What the task asks:
Copy the entire listing below line for line, changing nothing.

......

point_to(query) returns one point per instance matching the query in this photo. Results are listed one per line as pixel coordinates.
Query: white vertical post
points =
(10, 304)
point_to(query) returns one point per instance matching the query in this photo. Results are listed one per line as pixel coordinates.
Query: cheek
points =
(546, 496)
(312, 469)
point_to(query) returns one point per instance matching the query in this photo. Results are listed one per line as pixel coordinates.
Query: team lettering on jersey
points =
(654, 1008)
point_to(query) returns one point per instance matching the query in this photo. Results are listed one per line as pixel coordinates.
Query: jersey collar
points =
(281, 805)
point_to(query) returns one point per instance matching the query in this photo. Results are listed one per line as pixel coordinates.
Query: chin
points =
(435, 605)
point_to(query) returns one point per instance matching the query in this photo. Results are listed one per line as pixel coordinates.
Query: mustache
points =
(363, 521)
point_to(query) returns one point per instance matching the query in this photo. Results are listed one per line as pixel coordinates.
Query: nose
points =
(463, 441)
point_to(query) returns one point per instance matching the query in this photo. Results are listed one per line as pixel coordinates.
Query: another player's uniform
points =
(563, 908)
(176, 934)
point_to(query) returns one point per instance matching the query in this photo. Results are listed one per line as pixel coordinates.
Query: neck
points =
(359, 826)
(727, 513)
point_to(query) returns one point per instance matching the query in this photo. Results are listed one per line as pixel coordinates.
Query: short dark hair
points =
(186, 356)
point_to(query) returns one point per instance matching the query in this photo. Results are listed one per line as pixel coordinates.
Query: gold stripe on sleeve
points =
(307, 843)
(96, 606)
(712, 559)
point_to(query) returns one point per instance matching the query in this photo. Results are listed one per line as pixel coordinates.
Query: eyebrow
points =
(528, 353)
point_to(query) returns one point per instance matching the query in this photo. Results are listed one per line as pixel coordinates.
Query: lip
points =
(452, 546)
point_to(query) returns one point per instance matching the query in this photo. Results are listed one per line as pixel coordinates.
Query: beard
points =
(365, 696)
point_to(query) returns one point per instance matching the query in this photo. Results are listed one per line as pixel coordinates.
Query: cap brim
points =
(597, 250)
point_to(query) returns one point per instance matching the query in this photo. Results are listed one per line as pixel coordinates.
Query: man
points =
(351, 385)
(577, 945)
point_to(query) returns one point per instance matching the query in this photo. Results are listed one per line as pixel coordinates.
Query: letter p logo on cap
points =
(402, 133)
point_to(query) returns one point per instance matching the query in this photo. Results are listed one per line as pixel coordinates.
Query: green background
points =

......

Written reply:
point_to(query) returns one point per instance matching the query in this photo. Results are listed one per line as pixel coordinates.
Query: white vertical post
points =
(10, 304)
point_to(query) returns one point per instance matching the query in this photo. Results are listed one per line as pixel coordinates.
Query: cheek
points =
(546, 496)
(312, 469)
point_to(query) returns one point per instance matching the query in this photo. Results are listed one per line as pixel coordinates.
Query: team lettering on jersey
points =
(654, 1008)
point_to(query) returns one point per instance matching the query in this photo. Results are listed one per line as pixel coordinates.
Query: jersey collar
points =
(281, 805)
point_to(query) returns one point per instance matching the query in this photo. Results are listed one per line as pixel coordinates.
Query: chin
points =
(435, 605)
point_to(query) returns one point per instance matching the query in this photo. Results are listed one per line as pixel coordinates.
Query: mustache
points =
(363, 521)
point_to(query) returns one point per instance matching the query in this photo. Results are listed one per line as pixel coordinates.
Query: nose
points =
(463, 441)
point_to(query) returns one point per instance matching the query in this photo. Results are listed one per line as pixel coordinates.
Query: another player's uniform
points =
(563, 908)
(176, 934)
point_to(query) returns one point per instance matching the query in this photo. Results are listed one per line as pixel coordinates.
Query: neck
points =
(359, 826)
(727, 513)
point_to(query) returns one point per instance matching the query in this photo. Results are listed one per line as pixel coordinates.
Query: short dark hair
points =
(186, 356)
point_to(query) returns one point per instance matching the query in this photo. Results are listed one per line as pixel coordinates.
Query: gold stripe on sleeve
points =
(307, 843)
(96, 606)
(712, 559)
point_to(query) returns one point per instance matching the query in this photo. Results are listed one per line as pixel coordinates.
Query: eyebrow
points =
(528, 353)
point_to(query) returns one point per instance matching the query in this photo. Results are listed one per line as pixel coordinates.
Query: lip
points =
(452, 546)
point_to(query) returns one point per instance matching the query in this photo. Results are listed one per line as pixel coordinates.
Query: beard
points =
(365, 696)
point_to(query) returns one point per instance matching the query in this photo. Results are listed one per line as pixel coordinates.
Query: cap brim
points =
(597, 250)
point_to(query) returns one point per instance matching the query in this photo. Results are listed one per line as pixel coordinates.
Query: man
points =
(351, 385)
(577, 945)
point_to(query) returns one point per instance matching the query in this photo. Results are listed one per line as pixel coordinates.
Query: letter p logo on cap
points =
(402, 133)
point_to(query) returns one point per instance matching the query in this photo. Results are listed one per line as pixel coordinates.
Query: green background
points =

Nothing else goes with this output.